§ **DIRECTIONS FOR THIS TASK**: Transcribe only the lines between the first line of the records and the line containing "Where can you spot the blue", inclusive, exactly as written.

§ **DATASET CONTENT**:
++++++++++

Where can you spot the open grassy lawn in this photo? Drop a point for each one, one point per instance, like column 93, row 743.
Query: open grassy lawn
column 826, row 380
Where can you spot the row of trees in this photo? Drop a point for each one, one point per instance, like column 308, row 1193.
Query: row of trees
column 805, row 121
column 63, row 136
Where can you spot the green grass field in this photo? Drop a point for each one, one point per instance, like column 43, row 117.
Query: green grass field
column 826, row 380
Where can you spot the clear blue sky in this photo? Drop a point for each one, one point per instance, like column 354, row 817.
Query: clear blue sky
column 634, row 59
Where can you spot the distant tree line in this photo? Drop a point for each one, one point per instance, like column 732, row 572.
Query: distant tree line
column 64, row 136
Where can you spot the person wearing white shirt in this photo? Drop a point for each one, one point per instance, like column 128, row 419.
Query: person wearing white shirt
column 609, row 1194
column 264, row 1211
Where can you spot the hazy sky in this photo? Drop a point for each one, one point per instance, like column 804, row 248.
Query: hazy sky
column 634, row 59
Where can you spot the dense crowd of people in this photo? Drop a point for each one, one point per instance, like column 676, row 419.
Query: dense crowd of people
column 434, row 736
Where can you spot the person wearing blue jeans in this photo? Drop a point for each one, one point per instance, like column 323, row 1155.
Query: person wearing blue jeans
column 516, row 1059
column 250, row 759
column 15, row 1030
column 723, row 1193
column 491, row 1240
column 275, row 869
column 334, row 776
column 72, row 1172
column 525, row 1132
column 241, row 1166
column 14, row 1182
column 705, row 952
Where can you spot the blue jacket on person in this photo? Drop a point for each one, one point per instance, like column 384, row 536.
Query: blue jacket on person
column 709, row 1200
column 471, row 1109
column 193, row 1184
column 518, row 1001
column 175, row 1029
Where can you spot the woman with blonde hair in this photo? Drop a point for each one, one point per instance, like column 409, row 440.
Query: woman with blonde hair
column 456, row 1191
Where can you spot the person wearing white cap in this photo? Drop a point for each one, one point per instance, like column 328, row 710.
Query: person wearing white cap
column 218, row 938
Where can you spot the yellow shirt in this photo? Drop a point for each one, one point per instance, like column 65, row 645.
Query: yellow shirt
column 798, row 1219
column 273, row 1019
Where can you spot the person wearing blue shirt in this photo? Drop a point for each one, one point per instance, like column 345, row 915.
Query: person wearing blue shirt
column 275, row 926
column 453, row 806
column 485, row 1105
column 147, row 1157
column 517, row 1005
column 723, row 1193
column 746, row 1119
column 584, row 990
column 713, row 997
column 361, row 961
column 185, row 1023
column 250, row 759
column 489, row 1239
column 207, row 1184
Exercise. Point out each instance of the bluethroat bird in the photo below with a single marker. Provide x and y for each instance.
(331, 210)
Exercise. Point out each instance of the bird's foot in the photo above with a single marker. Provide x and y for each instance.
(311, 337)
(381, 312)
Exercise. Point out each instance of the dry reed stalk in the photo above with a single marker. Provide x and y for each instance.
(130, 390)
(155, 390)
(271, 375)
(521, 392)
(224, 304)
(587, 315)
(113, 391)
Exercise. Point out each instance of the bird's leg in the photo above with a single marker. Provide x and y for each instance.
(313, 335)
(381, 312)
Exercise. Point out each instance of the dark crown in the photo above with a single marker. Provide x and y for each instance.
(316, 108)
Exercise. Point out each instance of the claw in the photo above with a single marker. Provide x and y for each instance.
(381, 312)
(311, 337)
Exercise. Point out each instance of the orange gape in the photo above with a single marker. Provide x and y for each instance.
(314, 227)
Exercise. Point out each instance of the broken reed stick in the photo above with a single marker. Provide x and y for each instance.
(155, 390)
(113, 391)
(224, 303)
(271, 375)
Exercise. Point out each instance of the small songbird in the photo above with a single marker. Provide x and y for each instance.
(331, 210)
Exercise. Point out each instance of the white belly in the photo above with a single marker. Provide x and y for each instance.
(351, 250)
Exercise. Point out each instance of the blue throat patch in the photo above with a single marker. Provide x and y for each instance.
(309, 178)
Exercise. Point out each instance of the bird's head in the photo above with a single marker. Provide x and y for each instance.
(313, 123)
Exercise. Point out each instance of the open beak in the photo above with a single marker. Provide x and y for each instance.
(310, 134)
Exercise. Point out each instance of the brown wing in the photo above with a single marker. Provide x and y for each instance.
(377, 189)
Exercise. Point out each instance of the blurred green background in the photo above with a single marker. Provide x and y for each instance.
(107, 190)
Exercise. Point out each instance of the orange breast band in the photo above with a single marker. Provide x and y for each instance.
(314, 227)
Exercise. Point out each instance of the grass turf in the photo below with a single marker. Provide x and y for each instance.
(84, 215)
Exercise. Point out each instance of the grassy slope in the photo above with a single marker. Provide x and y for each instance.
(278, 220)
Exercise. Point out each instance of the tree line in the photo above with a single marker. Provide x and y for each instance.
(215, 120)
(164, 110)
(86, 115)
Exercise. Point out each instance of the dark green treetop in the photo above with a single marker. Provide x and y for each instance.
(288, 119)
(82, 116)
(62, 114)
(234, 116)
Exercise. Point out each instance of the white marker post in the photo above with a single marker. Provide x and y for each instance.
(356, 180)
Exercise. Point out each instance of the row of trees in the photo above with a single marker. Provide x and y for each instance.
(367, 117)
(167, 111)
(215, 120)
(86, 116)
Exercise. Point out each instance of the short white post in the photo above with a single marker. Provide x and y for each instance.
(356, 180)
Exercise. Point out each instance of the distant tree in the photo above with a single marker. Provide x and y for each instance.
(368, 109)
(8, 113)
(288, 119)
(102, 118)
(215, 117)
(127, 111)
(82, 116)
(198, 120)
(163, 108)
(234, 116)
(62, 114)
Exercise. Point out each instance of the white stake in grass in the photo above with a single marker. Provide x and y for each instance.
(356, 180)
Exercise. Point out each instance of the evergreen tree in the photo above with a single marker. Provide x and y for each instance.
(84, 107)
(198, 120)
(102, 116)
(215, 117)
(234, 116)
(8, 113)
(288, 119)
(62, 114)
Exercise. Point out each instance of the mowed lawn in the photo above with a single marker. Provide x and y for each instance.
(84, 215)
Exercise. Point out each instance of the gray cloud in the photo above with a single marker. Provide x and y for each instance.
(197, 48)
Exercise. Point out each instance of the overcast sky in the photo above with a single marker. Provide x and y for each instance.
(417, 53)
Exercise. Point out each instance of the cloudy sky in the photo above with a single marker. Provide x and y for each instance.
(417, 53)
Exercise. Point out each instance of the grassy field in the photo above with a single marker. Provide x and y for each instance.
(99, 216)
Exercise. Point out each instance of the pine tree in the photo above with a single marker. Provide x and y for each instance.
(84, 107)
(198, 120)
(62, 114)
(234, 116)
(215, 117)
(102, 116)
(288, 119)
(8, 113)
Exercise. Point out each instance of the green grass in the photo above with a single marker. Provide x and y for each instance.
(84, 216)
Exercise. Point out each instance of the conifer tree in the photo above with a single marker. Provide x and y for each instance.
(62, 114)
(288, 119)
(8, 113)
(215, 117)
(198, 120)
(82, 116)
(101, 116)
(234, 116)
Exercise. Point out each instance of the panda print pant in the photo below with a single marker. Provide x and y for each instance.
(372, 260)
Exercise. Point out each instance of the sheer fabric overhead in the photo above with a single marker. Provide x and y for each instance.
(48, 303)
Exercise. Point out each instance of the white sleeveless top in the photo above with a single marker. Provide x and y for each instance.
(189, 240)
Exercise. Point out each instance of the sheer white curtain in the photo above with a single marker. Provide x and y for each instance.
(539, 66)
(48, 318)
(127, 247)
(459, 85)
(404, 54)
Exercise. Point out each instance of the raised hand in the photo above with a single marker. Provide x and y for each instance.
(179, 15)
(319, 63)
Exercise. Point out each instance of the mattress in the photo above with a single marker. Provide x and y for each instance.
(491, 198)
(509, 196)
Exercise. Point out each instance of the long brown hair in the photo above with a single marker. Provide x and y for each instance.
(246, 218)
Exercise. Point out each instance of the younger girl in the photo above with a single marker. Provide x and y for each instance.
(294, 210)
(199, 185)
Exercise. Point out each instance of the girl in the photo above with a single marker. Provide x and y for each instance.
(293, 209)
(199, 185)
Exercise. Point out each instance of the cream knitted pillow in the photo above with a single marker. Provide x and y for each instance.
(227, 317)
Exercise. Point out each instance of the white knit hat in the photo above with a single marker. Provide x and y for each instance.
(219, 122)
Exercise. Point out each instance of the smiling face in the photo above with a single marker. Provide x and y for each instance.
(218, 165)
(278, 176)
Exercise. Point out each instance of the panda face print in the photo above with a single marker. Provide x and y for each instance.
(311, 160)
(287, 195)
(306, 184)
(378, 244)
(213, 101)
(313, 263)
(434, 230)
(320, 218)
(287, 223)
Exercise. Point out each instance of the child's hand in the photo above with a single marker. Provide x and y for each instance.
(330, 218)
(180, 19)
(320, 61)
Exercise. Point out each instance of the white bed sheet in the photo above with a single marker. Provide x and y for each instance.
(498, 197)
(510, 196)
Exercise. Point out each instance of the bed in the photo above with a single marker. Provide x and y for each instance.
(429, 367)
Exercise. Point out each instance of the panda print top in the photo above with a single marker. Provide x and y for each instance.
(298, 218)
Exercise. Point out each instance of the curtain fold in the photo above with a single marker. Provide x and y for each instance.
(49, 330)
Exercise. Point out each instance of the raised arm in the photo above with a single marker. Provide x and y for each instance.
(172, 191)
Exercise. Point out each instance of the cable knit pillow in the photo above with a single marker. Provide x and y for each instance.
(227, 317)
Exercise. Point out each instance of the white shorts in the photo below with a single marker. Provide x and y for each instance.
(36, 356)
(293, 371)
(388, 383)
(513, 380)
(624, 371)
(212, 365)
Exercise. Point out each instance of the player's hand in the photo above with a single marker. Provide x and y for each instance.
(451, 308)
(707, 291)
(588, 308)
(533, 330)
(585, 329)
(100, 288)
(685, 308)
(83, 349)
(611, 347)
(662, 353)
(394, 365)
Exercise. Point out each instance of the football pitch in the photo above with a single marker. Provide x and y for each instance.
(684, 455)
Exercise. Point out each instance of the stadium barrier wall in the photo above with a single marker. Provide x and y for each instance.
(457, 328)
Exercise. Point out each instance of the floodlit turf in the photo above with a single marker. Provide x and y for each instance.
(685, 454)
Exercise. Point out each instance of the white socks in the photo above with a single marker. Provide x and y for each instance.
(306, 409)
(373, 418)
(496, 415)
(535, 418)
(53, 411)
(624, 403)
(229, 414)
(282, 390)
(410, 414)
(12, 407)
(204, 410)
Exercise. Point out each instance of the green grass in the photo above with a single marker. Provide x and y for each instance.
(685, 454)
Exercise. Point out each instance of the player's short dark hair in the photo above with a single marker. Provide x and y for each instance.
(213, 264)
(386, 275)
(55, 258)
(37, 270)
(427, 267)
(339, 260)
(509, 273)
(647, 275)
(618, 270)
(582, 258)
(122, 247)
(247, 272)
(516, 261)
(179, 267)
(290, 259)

++++++++++

§ **ANSWER SECTION**:
Where can you spot the open grassy lawn in this photo? Drop a point for each one, one point per instance, like column 93, row 743.
Query: open grassy lawn
column 826, row 380
Where can you spot the row of trees in this photo? Drop a point for each one, one point per instance, like column 308, row 1193.
Query: row of trees
column 805, row 121
column 63, row 136
Where can you spot the green grass field in this photo? Drop a point for each one, one point per instance, like column 43, row 117.
Query: green grass field
column 826, row 380
Where can you spot the clear blue sky in this photo? Drop a point for each one, one point per instance, like column 354, row 817.
Query: clear blue sky
column 634, row 59
Where can you spot the distant tree line in this photo? Drop a point for each one, one point per instance, like column 732, row 572.
Query: distant tree line
column 64, row 136
Where can you spot the person wearing white shirt in this photo? Drop a point for each one, one point per instance, like column 128, row 419.
Query: person wearing white shirt
column 609, row 1194
column 264, row 1211
Where can you spot the hazy sky in this photo? Drop a point for each one, one point per instance, like column 804, row 248.
Query: hazy sky
column 634, row 59
Where can you spot the dense crowd of people in this photo? Drop a point for each one, one point per instance, like column 676, row 419.
Query: dense crowd of people
column 434, row 736
Where can you spot the person wearing blue jeans in this photo? Drop a point for each one, one point per instance, like column 323, row 1155.
Query: person wearing blue jeans
column 516, row 1059
column 250, row 759
column 15, row 1030
column 723, row 1193
column 491, row 1240
column 275, row 869
column 334, row 776
column 72, row 1172
column 525, row 1132
column 241, row 1166
column 14, row 1182
column 705, row 952
Where can you spot the blue jacket on person in this photo? Drop a point for each one, one point per instance, like column 384, row 536.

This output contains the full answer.